» **Dataset records**:

************

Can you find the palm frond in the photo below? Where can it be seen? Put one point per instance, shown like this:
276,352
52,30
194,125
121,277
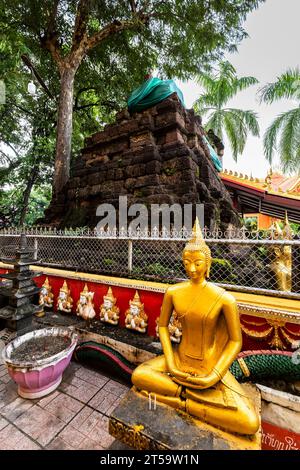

************

» **WHAT IS NEEDED**: Rewrite each line of the material as a row in a Markdown table with the columns Row and Line, skipping blank lines and omitting the pictures.

» **RESULT FOR THIS EXERCISE**:
| Row | Line |
|---|---|
| 1 | Can you find the palm frond in the photo below? Where can it be seen? Put one point per instance, shown like this: |
| 2 | 276,352 |
| 3 | 52,30 |
| 4 | 194,125 |
| 5 | 121,277 |